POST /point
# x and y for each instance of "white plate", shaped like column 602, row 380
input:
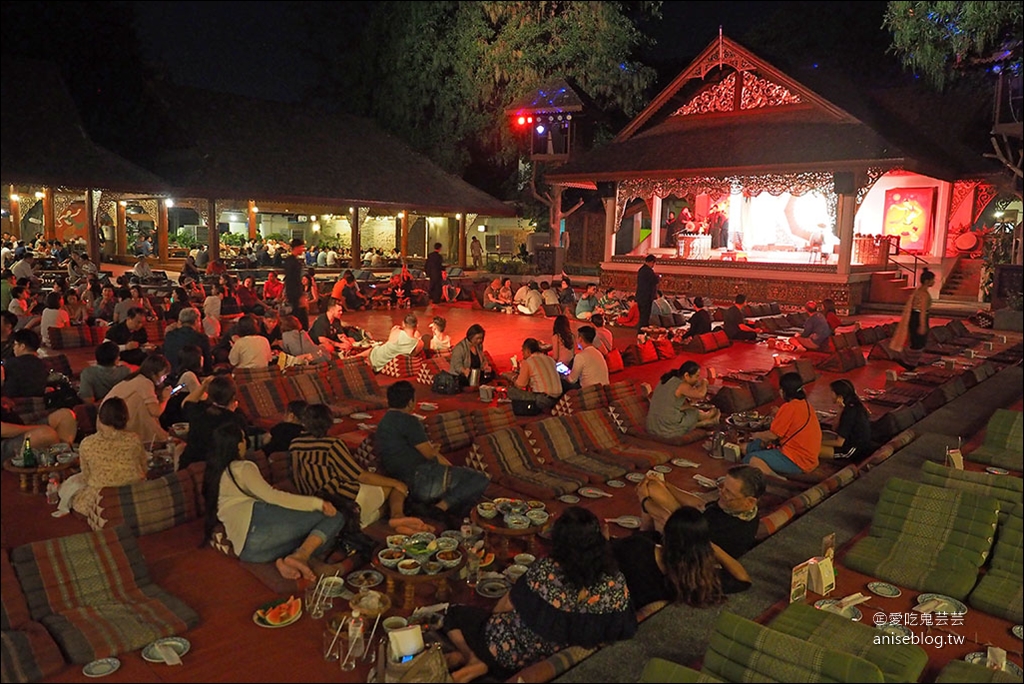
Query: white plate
column 981, row 657
column 179, row 644
column 852, row 612
column 101, row 668
column 884, row 589
column 949, row 604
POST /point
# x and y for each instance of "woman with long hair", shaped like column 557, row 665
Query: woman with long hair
column 681, row 565
column 910, row 336
column 574, row 597
column 145, row 395
column 852, row 436
column 263, row 523
column 562, row 340
column 673, row 412
column 792, row 444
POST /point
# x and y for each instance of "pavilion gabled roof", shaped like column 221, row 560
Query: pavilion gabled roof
column 732, row 113
column 240, row 147
column 43, row 141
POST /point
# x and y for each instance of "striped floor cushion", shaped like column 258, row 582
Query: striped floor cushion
column 150, row 506
column 28, row 652
column 513, row 460
column 93, row 593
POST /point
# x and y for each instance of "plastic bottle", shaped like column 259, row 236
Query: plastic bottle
column 355, row 638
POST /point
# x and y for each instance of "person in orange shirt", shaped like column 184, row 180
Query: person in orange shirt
column 792, row 444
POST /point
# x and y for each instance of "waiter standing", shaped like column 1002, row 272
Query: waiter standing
column 646, row 290
column 434, row 267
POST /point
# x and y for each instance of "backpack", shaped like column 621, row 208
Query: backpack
column 445, row 383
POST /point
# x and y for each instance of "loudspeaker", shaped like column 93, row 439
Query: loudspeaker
column 843, row 182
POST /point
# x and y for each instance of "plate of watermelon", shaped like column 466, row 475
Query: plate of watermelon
column 279, row 613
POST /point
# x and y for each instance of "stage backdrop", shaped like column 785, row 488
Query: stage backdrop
column 908, row 214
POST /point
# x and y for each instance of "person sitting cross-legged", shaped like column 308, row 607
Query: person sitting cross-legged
column 323, row 466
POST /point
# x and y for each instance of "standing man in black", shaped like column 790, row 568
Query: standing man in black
column 434, row 267
column 646, row 290
column 294, row 265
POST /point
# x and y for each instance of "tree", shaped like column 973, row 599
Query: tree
column 439, row 75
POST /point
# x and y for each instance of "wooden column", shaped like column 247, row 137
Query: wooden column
column 162, row 229
column 91, row 237
column 122, row 229
column 404, row 234
column 462, row 241
column 49, row 225
column 355, row 260
column 15, row 212
column 212, row 231
column 252, row 219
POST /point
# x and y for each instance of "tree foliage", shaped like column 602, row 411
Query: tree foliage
column 439, row 75
column 941, row 39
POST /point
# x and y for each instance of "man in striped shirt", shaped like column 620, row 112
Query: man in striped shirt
column 538, row 379
column 323, row 466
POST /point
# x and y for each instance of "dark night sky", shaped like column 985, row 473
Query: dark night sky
column 255, row 48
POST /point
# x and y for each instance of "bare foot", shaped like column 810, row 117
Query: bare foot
column 298, row 565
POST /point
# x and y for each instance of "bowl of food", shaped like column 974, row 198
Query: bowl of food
column 450, row 558
column 516, row 521
column 524, row 558
column 538, row 517
column 390, row 557
column 409, row 566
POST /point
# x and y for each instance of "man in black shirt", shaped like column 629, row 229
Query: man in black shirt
column 130, row 336
column 646, row 290
column 293, row 282
column 733, row 519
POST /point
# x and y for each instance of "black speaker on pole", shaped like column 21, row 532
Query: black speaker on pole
column 843, row 182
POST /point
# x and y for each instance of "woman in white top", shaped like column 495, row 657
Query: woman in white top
column 263, row 523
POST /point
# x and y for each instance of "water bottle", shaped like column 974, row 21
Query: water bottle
column 52, row 492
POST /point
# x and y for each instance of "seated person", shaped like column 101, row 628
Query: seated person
column 537, row 380
column 212, row 403
column 407, row 455
column 574, row 597
column 25, row 373
column 732, row 519
column 792, row 444
column 284, row 432
column 469, row 355
column 531, row 300
column 816, row 333
column 96, row 381
column 672, row 414
column 237, row 496
column 632, row 316
column 403, row 339
column 852, row 437
column 734, row 323
column 587, row 304
column 680, row 565
column 699, row 322
column 323, row 466
column 130, row 336
column 112, row 457
column 440, row 342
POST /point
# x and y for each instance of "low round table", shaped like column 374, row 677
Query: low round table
column 34, row 480
column 497, row 526
column 391, row 574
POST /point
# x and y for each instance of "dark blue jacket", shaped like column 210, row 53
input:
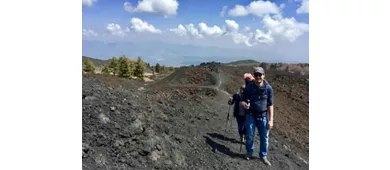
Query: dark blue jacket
column 236, row 100
column 260, row 97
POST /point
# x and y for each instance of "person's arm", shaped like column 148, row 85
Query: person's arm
column 270, row 105
column 231, row 100
column 246, row 96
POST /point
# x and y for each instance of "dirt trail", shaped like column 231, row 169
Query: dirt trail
column 226, row 142
column 169, row 126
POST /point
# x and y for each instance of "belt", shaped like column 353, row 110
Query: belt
column 261, row 114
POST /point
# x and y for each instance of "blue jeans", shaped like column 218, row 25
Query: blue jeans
column 261, row 123
column 241, row 125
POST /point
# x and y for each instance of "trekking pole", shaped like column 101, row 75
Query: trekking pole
column 227, row 121
column 248, row 101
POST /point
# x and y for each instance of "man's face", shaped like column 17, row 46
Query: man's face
column 258, row 76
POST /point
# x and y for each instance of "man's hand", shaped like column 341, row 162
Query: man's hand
column 246, row 106
column 270, row 124
column 230, row 101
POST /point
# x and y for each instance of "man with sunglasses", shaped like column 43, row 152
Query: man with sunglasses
column 258, row 99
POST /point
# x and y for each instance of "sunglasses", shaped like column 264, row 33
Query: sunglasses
column 257, row 74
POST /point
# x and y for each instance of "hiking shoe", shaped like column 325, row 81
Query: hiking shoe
column 242, row 139
column 265, row 160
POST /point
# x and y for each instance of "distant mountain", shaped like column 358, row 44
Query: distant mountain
column 97, row 62
column 244, row 62
column 168, row 54
column 177, row 54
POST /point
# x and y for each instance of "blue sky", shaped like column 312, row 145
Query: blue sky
column 266, row 26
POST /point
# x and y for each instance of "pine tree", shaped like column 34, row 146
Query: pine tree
column 106, row 70
column 124, row 70
column 88, row 66
column 139, row 68
column 158, row 68
column 113, row 65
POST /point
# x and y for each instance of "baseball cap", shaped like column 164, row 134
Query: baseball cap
column 258, row 70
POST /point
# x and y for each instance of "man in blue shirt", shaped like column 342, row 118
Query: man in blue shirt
column 258, row 99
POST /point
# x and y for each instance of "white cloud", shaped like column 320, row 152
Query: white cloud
column 89, row 33
column 115, row 29
column 304, row 7
column 252, row 39
column 222, row 13
column 231, row 26
column 193, row 32
column 274, row 28
column 258, row 8
column 209, row 31
column 142, row 26
column 263, row 38
column 164, row 7
column 238, row 10
column 180, row 30
column 89, row 3
column 239, row 38
column 287, row 28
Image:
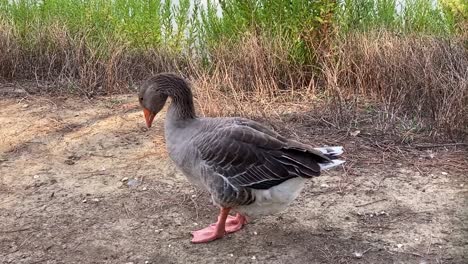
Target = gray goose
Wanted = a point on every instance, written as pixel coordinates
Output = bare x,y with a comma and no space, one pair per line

************

◆ THE PROBLEM
Transcribe all of the material exactly, leaving out whatever pictures it contains.

◆ EXERCISE SOLUTION
POST /point
# x and y for each instance of "white plate", shaped like column 602, row 380
input:
Query: white plate
column 981, row 657
column 179, row 644
column 852, row 612
column 101, row 668
column 884, row 589
column 949, row 604
POST /point
# x and y for each instance of "woman with long hair", shaped like column 557, row 665
Query: woman with long hair
column 681, row 565
column 910, row 336
column 574, row 597
column 145, row 395
column 852, row 436
column 263, row 523
column 562, row 340
column 673, row 412
column 792, row 444
POST /point
# x and y for each instance of "pavilion gabled roof", shaped like column 221, row 560
Query: pavilion gabled roof
column 732, row 113
column 240, row 147
column 43, row 141
POST /point
# x and y for each instance of "striped floor cushion", shaped like column 258, row 582
Query: striped floor cushion
column 150, row 506
column 28, row 652
column 513, row 460
column 93, row 593
POST /point
# x and y for each instance of "plastic bottle", shaped like column 259, row 236
Query: plastic bottle
column 355, row 638
POST /point
# x and y for each instance of "person in orange shirt", shaped like column 184, row 180
Query: person in orange shirt
column 792, row 444
POST /point
# x and y for each instance of "waiter standing", shaped like column 1002, row 272
Query: waiter standing
column 646, row 290
column 434, row 267
POST /point
# x and y for each instance of "backpack", shaped like column 621, row 208
Query: backpack
column 445, row 383
POST /point
# x and y for each instance of "loudspeaker", shaped like column 93, row 439
Query: loudspeaker
column 843, row 182
POST /point
# x and y for each instance of "plate of watermelon", shaped like column 466, row 475
Query: plate of watermelon
column 279, row 613
POST /point
# x and y for each instance of "stage backdrop", shaped like column 785, row 488
Query: stage backdrop
column 908, row 214
POST /point
# x and y for each instance of "person sitting cross-legged", shaped like column 308, row 607
Query: person sitting cross-legged
column 323, row 466
POST /point
# x and y for each instance of "standing man in black", shaped like column 790, row 568
Query: standing man in black
column 434, row 267
column 646, row 290
column 294, row 265
POST /point
# x and y for each instance of "tree", shaped like column 973, row 599
Query: tree
column 439, row 75
POST /point
# x and y for each instance of "wooden column", shaped like column 247, row 137
Query: wooden column
column 162, row 229
column 91, row 237
column 122, row 229
column 404, row 234
column 462, row 241
column 49, row 225
column 355, row 260
column 15, row 212
column 212, row 231
column 252, row 219
POST /point
# x and y for each instance of "tree foliage", shaped like column 602, row 411
Query: tree foliage
column 439, row 75
column 941, row 39
POST /point
# x and y for each instance of "man in striped shirt", shaped like column 620, row 112
Query: man in striped shirt
column 538, row 379
column 323, row 466
POST /point
# x and y for each instance of "dark night sky", shaped like column 985, row 473
Query: dark night sky
column 255, row 48
POST /point
# x and y for each instance of "bare foot", shaped like column 810, row 117
Query: bare foot
column 298, row 565
POST /point
# x and y for each instance of "bowl of food", shaped like column 974, row 198
Query: bowl of food
column 450, row 558
column 516, row 521
column 524, row 558
column 538, row 517
column 390, row 557
column 409, row 566
POST /point
# x and y for each instance of "man in black shirt", shaped like column 629, row 229
Query: man in black shirt
column 130, row 336
column 646, row 290
column 293, row 282
column 733, row 519
POST /point
# x and y for each instance of "black speaker on pole", shaped like column 21, row 532
Query: black speaker on pole
column 843, row 182
POST /point
# x and y for each instance of "woman in white top", shaped like column 495, row 657
Query: woman in white top
column 263, row 523
POST /point
# x and y for each instance of "water bottle", shaped like column 974, row 21
Query: water bottle
column 52, row 492
POST /point
# x and y for each instance of "seated person", shaped like column 101, row 628
Query: seated person
column 537, row 380
column 212, row 403
column 407, row 455
column 574, row 597
column 25, row 373
column 732, row 519
column 792, row 444
column 284, row 432
column 469, row 355
column 531, row 300
column 816, row 333
column 96, row 381
column 672, row 414
column 237, row 496
column 632, row 316
column 403, row 339
column 852, row 437
column 734, row 323
column 587, row 304
column 680, row 565
column 699, row 322
column 323, row 466
column 130, row 336
column 112, row 457
column 440, row 342
POST /point
# x and y for each instance of "low round table", shaped like column 374, row 677
Query: low round table
column 34, row 480
column 497, row 526
column 391, row 574
POST /point
# x and y for each instance of "dark blue jacket", shaped like column 210, row 53
input:
Query: dark blue jacket
column 236, row 100
column 260, row 97
POST /point
# x and y for each instance of "person's arm", shaped like column 148, row 85
Query: person's arm
column 270, row 105
column 231, row 100
column 246, row 96
POST /point
# x and y for each instance of "dirt trail", shaped like column 231, row 169
Query: dirt trail
column 226, row 142
column 169, row 126
POST /point
# x and y for each instance of "belt", shaped like column 353, row 110
Query: belt
column 261, row 114
POST /point
# x and y for each instance of "blue jeans", shaped like column 218, row 25
Query: blue jeans
column 261, row 123
column 241, row 125
POST /point
# x and y for each instance of "trekking pole", shaped like column 101, row 75
Query: trekking pole
column 227, row 121
column 248, row 101
POST /point
# x and y for each instance of "man's face", shaped like column 17, row 46
Query: man's face
column 258, row 76
POST /point
# x and y for each instance of "man's hand", shaped like column 341, row 162
Query: man's hand
column 246, row 106
column 270, row 124
column 230, row 101
POST /point
# x and y for each instance of "man with sunglasses", shaped like column 43, row 152
Query: man with sunglasses
column 258, row 99
POST /point
# x and y for each instance of "sunglasses", shaped like column 264, row 33
Query: sunglasses
column 257, row 74
POST /point
# x and y for each instance of "hiking shoe", shaped like column 325, row 81
Query: hiking shoe
column 242, row 139
column 265, row 160
POST /point
# x and y for each instance of "distant mountain", shaped like column 358, row 44
Query: distant mountain
column 97, row 62
column 244, row 62
column 168, row 54
column 177, row 54
POST /point
# x and y for each instance of "blue sky", shaped like column 312, row 145
Query: blue sky
column 266, row 26
POST /point
# x and y for each instance of "pine tree", shaped like column 34, row 146
Query: pine tree
column 106, row 70
column 124, row 70
column 88, row 66
column 139, row 68
column 158, row 68
column 113, row 65
POST /point
# x and y for each instance of "baseball cap", shaped like column 164, row 134
Query: baseball cap
column 258, row 70
POST /point
# x and y for each instance of "man in blue shirt", shaped like column 342, row 118
Query: man in blue shirt
column 258, row 99
POST /point
# x and y for each instance of "white cloud", shaped like column 320, row 152
Query: white cloud
column 89, row 33
column 115, row 29
column 304, row 7
column 252, row 39
column 222, row 13
column 231, row 26
column 193, row 32
column 274, row 28
column 258, row 8
column 209, row 31
column 142, row 26
column 263, row 38
column 164, row 7
column 238, row 10
column 180, row 30
column 89, row 3
column 239, row 38
column 287, row 28
Image:
Target = gray goose
Wanted = a point on every instance, written as pixel coordinates
Output = bare x,y with a comma and no space, one pair per line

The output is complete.